### AIM OF THE EXERCISE
Count the lines in the entries below that contain the string "query", matching case exactly, and reply with the number alone.

### SOURCE MATERIAL

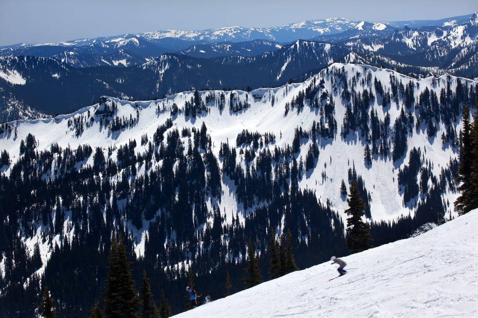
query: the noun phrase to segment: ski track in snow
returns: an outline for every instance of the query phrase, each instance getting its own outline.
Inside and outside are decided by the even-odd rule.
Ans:
[[[478,317],[478,209],[418,237],[289,274],[177,318]],[[198,289],[200,286],[197,286]],[[207,293],[207,291],[202,291]]]

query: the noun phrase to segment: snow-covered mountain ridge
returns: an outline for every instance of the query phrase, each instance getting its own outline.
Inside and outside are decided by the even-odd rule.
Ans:
[[[344,257],[350,269],[331,281],[337,265],[328,262],[174,317],[476,317],[477,227],[475,210],[417,237]]]
[[[191,263],[204,275],[224,262],[241,274],[247,240],[266,253],[271,228],[290,230],[298,266],[311,266],[346,253],[352,181],[376,245],[450,220],[462,109],[477,92],[464,78],[334,63],[275,88],[103,96],[2,124],[0,230],[11,234],[0,241],[0,300],[15,288],[38,294],[60,266],[90,282],[90,306],[102,287],[98,272],[80,268],[102,266],[117,230],[152,275],[168,275],[164,284]]]
[[[102,126],[99,123],[100,116],[95,114],[98,113],[105,105],[97,104],[83,108],[73,114],[55,118],[9,123],[8,125],[15,127],[17,137],[12,138],[11,134],[4,132],[0,139],[0,146],[9,153],[15,154],[18,152],[20,141],[24,139],[28,133],[31,133],[40,142],[40,149],[48,149],[54,143],[58,143],[61,147],[69,145],[73,149],[87,143],[94,148],[99,147],[106,152],[108,147],[118,147],[132,139],[139,141],[144,134],[152,136],[158,125],[170,118],[172,112],[177,112],[173,110],[177,107],[180,115],[172,116],[174,126],[180,130],[185,128],[199,129],[203,122],[211,134],[214,145],[213,152],[218,155],[220,143],[227,140],[230,143],[233,142],[242,130],[257,131],[260,133],[273,133],[276,136],[275,143],[264,148],[268,148],[273,151],[276,146],[284,147],[292,145],[296,128],[300,127],[304,131],[309,131],[313,126],[313,122],[316,122],[318,125],[323,125],[322,129],[324,130],[321,132],[322,135],[317,141],[321,154],[314,164],[313,169],[305,173],[301,178],[299,183],[300,187],[313,189],[323,202],[329,201],[334,209],[343,211],[346,208],[347,203],[340,198],[338,191],[341,181],[347,179],[347,170],[355,167],[357,173],[362,176],[365,180],[365,186],[369,189],[372,217],[378,220],[393,220],[400,215],[409,213],[413,215],[416,205],[425,198],[420,195],[411,203],[408,201],[403,202],[403,193],[402,190],[398,191],[400,187],[397,183],[398,168],[403,168],[408,163],[409,154],[414,148],[421,150],[420,156],[423,157],[424,167],[429,164],[433,174],[438,176],[442,169],[449,168],[450,160],[457,158],[457,136],[460,127],[461,117],[459,115],[460,113],[457,113],[458,115],[456,116],[456,121],[452,122],[451,127],[447,127],[448,124],[444,125],[443,119],[439,118],[443,114],[437,118],[433,116],[430,117],[431,114],[425,115],[422,113],[423,111],[418,110],[418,105],[415,106],[417,108],[406,107],[401,101],[402,97],[399,97],[401,96],[402,93],[398,92],[400,95],[393,97],[397,98],[398,102],[397,103],[393,100],[390,104],[384,101],[386,97],[382,96],[383,93],[378,92],[378,87],[374,87],[373,83],[375,79],[379,81],[383,85],[382,89],[390,94],[393,89],[390,86],[392,78],[397,81],[396,83],[401,83],[404,88],[409,83],[416,87],[413,93],[413,104],[415,103],[416,100],[419,99],[420,95],[425,90],[428,91],[427,94],[430,92],[432,94],[435,92],[436,96],[439,96],[441,90],[447,87],[453,92],[456,89],[457,84],[469,85],[473,89],[475,89],[474,86],[477,85],[476,82],[469,80],[463,82],[466,84],[461,84],[460,81],[462,79],[453,77],[447,78],[443,76],[438,78],[431,77],[416,79],[389,70],[335,63],[302,83],[287,85],[275,89],[260,89],[249,93],[239,91],[201,92],[201,98],[203,102],[205,102],[205,105],[209,110],[207,113],[198,113],[196,118],[184,116],[185,110],[183,106],[193,96],[193,92],[147,102],[131,102],[108,97],[104,100],[106,101],[106,105],[109,107],[114,103],[118,107],[118,112],[114,114],[114,118],[137,117],[134,119],[135,124],[129,129],[122,128],[118,131],[112,131],[111,127],[108,129],[104,127],[104,124]],[[374,96],[373,98],[367,96],[370,104],[365,106],[366,116],[369,116],[371,111],[376,112],[375,115],[378,116],[377,120],[381,123],[380,125],[383,125],[383,121],[387,117],[386,120],[390,126],[384,129],[389,131],[390,134],[384,140],[388,144],[386,147],[388,149],[388,154],[380,154],[379,151],[381,150],[379,148],[382,147],[379,145],[380,140],[370,139],[370,130],[368,132],[361,131],[363,127],[357,123],[359,121],[358,118],[360,116],[358,112],[362,111],[359,111],[360,106],[354,105],[353,101],[344,99],[344,92],[347,92],[343,86],[345,84],[344,80],[348,83],[349,88],[351,85],[354,88],[354,94],[361,95],[364,91],[366,90],[367,94],[370,92],[372,94],[371,96]],[[367,81],[369,83],[366,84],[364,81]],[[355,82],[356,84],[353,83]],[[393,85],[395,85],[395,83]],[[311,85],[316,87],[315,96],[312,99],[304,100],[301,102],[303,103],[302,104],[298,104],[296,101],[300,98],[301,94],[306,91]],[[222,107],[226,110],[221,110],[218,104],[221,95],[223,95],[224,98]],[[212,104],[206,101],[208,96],[210,96],[210,99],[212,99]],[[390,96],[388,98],[390,98]],[[236,107],[232,103],[234,99],[236,100],[235,102],[236,106],[239,102],[242,104],[243,108],[241,110],[230,110],[231,108]],[[274,101],[272,102],[273,100]],[[383,103],[385,106],[382,106]],[[327,110],[327,108],[329,111]],[[329,117],[327,117],[328,112]],[[350,112],[348,114],[348,112]],[[397,121],[403,116],[404,112],[405,117],[411,116],[414,121],[412,125],[417,126],[417,128],[414,128],[406,134],[406,151],[403,154],[403,159],[394,162],[389,156],[391,155],[394,141],[397,138],[394,134],[397,133],[392,132],[396,128]],[[350,126],[349,121],[352,117],[349,117],[351,116],[356,118],[354,120],[357,121],[354,124],[355,129]],[[428,136],[427,127],[422,126],[424,123],[419,122],[427,118],[427,122],[431,123],[435,130],[435,132],[432,134],[436,137]],[[80,118],[84,124],[82,130],[79,133],[78,125],[72,126],[71,122],[73,119]],[[366,119],[366,126],[363,126],[367,130],[370,129],[367,128],[369,125],[372,125],[370,120],[369,117]],[[445,138],[442,143],[440,138],[442,133],[454,141],[445,142]],[[450,133],[452,134],[449,136]],[[310,142],[310,141],[301,142],[300,152],[297,155],[298,160],[299,157],[305,159],[308,148],[311,145]],[[364,147],[367,145],[372,147],[372,143],[375,145],[373,147],[377,148],[373,151],[372,163],[364,164]],[[238,150],[240,149],[239,147]],[[344,149],[347,150],[344,151]],[[144,147],[138,146],[135,152],[143,150]],[[378,151],[377,153],[374,153],[375,151]],[[115,153],[114,152],[111,157],[114,160],[116,157]],[[93,157],[90,157],[85,164],[91,164],[92,160]],[[140,166],[138,168],[140,173],[143,173]],[[10,170],[7,169],[4,173],[8,175],[9,172]],[[444,193],[444,200],[453,202],[456,194],[450,190],[447,190],[446,193],[446,195]],[[223,197],[221,202],[229,201],[227,197]],[[226,204],[221,203],[220,207],[222,208],[224,204]],[[227,204],[224,207],[230,207]],[[233,210],[235,211],[237,208],[233,208]],[[450,212],[454,214],[453,206],[450,206],[449,208]]]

### COMPLETE OUTPUT
4